Try it: Could you set down every record below exactly as it appears?

[Opening Data to process section]

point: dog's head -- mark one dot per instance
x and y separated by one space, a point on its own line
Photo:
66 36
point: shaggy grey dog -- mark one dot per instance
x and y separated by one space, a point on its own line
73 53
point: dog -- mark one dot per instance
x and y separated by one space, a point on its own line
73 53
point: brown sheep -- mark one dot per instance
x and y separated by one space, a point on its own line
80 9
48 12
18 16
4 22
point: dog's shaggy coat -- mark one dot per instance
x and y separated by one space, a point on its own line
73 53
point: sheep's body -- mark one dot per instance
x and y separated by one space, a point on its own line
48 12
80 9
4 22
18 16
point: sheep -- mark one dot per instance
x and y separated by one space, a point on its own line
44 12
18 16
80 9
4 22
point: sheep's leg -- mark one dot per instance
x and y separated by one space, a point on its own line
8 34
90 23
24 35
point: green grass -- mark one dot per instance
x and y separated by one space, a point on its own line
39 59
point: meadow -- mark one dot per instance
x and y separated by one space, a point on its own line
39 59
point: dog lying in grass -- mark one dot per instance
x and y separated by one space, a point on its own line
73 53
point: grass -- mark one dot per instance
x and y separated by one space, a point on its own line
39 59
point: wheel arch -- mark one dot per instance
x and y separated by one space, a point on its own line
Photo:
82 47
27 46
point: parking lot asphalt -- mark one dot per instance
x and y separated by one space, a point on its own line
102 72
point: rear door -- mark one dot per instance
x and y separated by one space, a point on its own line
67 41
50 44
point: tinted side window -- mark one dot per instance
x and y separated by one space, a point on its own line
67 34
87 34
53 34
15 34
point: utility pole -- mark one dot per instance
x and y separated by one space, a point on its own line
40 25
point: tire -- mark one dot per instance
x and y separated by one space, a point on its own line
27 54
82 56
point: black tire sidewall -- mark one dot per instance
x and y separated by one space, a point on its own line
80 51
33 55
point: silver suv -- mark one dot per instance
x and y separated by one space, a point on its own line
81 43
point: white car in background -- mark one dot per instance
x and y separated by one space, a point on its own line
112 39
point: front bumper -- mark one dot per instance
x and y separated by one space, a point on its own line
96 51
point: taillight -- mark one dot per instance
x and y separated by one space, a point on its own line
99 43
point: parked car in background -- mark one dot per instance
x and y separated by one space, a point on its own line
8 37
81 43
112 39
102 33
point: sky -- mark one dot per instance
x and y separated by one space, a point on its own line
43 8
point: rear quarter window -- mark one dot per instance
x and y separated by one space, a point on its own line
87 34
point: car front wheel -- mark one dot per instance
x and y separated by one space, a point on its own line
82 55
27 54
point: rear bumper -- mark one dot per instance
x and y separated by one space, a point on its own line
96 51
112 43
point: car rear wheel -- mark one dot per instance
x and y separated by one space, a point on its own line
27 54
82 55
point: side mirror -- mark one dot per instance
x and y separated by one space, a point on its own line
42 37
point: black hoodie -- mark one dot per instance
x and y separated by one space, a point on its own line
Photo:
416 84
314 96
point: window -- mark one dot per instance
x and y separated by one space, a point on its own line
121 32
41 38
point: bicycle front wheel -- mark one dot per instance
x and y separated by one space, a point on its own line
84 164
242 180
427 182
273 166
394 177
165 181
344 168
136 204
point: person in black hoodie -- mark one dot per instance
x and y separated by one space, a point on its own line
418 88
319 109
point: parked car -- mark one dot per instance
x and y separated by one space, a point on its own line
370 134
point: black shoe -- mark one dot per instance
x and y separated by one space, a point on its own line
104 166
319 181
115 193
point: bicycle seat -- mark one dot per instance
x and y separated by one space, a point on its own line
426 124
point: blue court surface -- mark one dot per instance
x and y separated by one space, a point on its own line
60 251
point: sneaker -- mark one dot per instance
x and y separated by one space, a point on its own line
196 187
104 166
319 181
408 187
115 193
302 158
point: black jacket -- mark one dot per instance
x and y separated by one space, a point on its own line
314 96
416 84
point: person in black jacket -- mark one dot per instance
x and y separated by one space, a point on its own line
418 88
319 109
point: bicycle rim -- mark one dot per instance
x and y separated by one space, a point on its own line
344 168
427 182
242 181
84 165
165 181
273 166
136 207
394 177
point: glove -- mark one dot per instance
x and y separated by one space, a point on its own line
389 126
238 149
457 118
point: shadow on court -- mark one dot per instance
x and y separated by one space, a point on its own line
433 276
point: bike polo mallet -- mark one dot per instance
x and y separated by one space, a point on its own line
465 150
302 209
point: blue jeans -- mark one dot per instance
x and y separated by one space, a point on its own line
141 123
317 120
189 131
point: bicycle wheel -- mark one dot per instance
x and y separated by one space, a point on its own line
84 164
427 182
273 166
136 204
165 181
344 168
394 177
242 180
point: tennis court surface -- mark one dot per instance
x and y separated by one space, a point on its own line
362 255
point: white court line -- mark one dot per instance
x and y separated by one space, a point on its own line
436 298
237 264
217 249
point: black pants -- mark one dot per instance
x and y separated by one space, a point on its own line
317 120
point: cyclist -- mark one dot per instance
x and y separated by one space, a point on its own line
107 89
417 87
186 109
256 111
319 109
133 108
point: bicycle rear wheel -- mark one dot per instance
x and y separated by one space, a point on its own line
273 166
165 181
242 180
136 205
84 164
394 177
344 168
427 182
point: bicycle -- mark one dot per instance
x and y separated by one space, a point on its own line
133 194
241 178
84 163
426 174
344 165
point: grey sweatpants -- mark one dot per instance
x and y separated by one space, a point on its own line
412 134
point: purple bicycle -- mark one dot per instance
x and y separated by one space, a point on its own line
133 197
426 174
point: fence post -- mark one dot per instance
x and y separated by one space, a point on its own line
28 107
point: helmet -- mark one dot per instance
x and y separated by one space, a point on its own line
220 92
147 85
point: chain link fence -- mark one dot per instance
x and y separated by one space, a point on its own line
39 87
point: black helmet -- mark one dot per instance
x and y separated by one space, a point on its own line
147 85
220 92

[Closing Data to process section]

Result of this task:
point: dog's head -- mark one dot per instance
x and y separated by one space, a point on its own line
Photo:
66 36
point: shaggy grey dog -- mark one dot per instance
x and y separated by one space, a point on its own line
73 53
point: dog -- mark one dot per instance
x and y separated by one space, a point on its own line
73 53
point: brown sheep -- mark one dot per instance
x and y separated by one space, a point on its own line
80 9
48 12
18 16
4 22
point: dog's shaggy coat -- mark one dot per instance
x and y separated by one space, a point on its own line
73 53
point: sheep's body -- mark one dot per instance
x and y separated by one space, a point on its own line
48 12
80 9
4 22
18 16
point: sheep -- mark one dot per instance
x and y separated by one space, a point on its own line
44 12
18 16
80 9
4 22
point: sheep's leg -- mark one dot per instance
x and y separated by one space, a point on its own line
8 34
90 23
24 35
point: green grass -- mark one dot per instance
x and y separated by one space, a point on its own line
39 59
point: meadow -- mark one dot per instance
x and y separated by one space, a point on its own line
39 59
point: dog lying in grass -- mark one dot per instance
x and y separated by one space, a point on its own line
73 53
point: grass -- mark one dot per instance
x and y separated by one space, a point on its own line
39 59
point: wheel arch -- mark one dot per instance
x and y separated by one space, a point on its own line
Photo:
82 47
27 46
point: parking lot asphalt -- mark one dot per instance
x and y separated by one space, a point on its own line
102 72
point: rear door -- mark one dot per instance
x and y separated by one space, a point on its own line
67 41
50 44
point: tinted side window -- mark one dot per instance
x and y separated by one space, a point on its own line
67 34
87 34
53 34
15 34
point: utility pole -- mark one dot per instance
x and y separated by one space, a point on its own line
40 25
point: tire -- mark one dot per instance
x and y separated by one space, a point on its own line
27 54
82 56
point: black tire sidewall -- mark one dot per instance
x and y separated by one space, a point on its own line
80 51
33 55
point: silver suv -- mark one dot per instance
x and y separated by one space, a point on its own line
81 43
point: white car in background -- mark one dot per instance
x and y separated by one space, a point on its own line
112 39
point: front bumper -- mark one dot per instance
x and y separated by one space, a point on its own line
96 51
point: taillight -- mark one dot per instance
x and y separated by one space, a point on its own line
99 43
point: parked car in background -- mark one dot per instance
x and y separated by one space, a point on its own line
8 37
81 43
112 39
102 33
point: sky -- mark one dot per instance
x and y separated by one space, a point on its own line
43 8
point: rear quarter window -- mark one dot per instance
x and y separated by one space, a point on its own line
87 34
point: car front wheel -- mark one dot per instance
x and y separated by one space, a point on its own line
82 55
27 54
point: rear bumper -- mark one dot per instance
x and y separated by one space, a point on its own line
96 51
112 43
point: car rear wheel -- mark one dot per instance
x and y separated by one space, a point on its own line
27 54
82 55
point: side mirror -- mark one dot per instance
x and y separated by one space, a point on its own line
42 37
point: black hoodie -- mark one dot per instance
x and y separated by one space, a point on its own line
Photo:
416 84
314 96
point: window -- mark one dot per instance
x and y separated by one space, a point on its own line
121 32
41 38
point: bicycle front wheel -- mark one dot per instance
x and y separated by one space, a point on its own line
84 164
242 180
427 182
273 166
394 177
165 181
344 168
136 204
point: person in black hoodie -- mark one dot per instance
x and y separated by one space, a point on its own line
418 88
319 109
point: parked car -- mark one dot per instance
x and y separated by one space, a point on its own line
370 134
point: black shoe -- mark one dot per instance
x and y separated by one space, a point on its own line
104 166
319 181
115 193
point: bicycle seat -- mark one dot per instance
x and y separated by one space, a point on its own line
426 124
point: blue court surface -- mark one dot per instance
x and y separated by one space, a point on its own line
60 251
point: sneaker -- mark one dot per instance
x and y separated by one space, a point on its own line
196 187
104 166
319 181
408 187
115 193
302 158
point: black jacket -- mark one dot per instance
x and y separated by one space, a point on its own line
314 96
416 84
point: person in black jacket -- mark one dot per instance
x and y separated by one space, a point on its own line
418 88
319 109
point: bicycle rim -- mark one dot per instance
x and y separated by one space, a point on its own line
344 168
427 182
242 181
84 165
165 181
273 166
136 207
394 177
point: glove -- mark one dot per instance
x and y separated by one space, a point on its own line
389 126
238 149
457 118
point: shadow on court -- mark one dot per instance
x and y separated by one space, a point on its own line
433 276
point: bike polo mallet -- mark one dot per instance
x and y separated by one space, a point on its own line
465 150
302 209
point: blue jeans -- mark one dot per instance
x and y separated by one space, a point on its own line
141 123
317 120
189 131
point: bicycle wheel -- mark one dot per instance
x and y separated by one space, a point on its own line
84 164
427 182
273 166
136 204
165 181
344 168
394 177
242 180
point: tennis court surface -- mark one dot per instance
x and y separated by one space, a point on its own line
362 255
point: white court line -- mark one dot per instance
x and y separated by one space, a point on its own line
436 298
237 264
217 249
point: black pants -- mark one dot per instance
x and y separated by one space, a point on its own line
317 120
point: cyclist -- mark one dot per instance
x and y separated by one space, a point on its own line
107 89
417 87
186 109
256 111
319 109
133 108
point: bicycle rear wheel -- mark one dot per instance
x and y separated by one space, a point on its own line
273 166
165 181
242 180
136 205
84 164
394 177
344 168
427 182
point: bicycle -- mark one dot per instance
x and y separated by one space, a point on its own line
133 194
241 178
84 163
426 174
344 165
point: grey sweatpants -- mark one dot per instance
x and y separated by one space, a point on its own line
412 134
point: purple bicycle -- mark one dot per instance
x and y separated by one space, a point on its own line
133 197
426 174
point: fence post -- mark one dot per instance
x and y separated by one space, a point on its own line
28 107
point: helmet -- mark one dot per instance
x and y separated by one space, a point on its own line
220 92
147 85
point: chain link fence -- mark one dot per instance
x and y separated by one space, a point on its own line
39 87
point: black helmet -- mark one dot per instance
x and y separated by one space, a point on its own line
147 85
220 92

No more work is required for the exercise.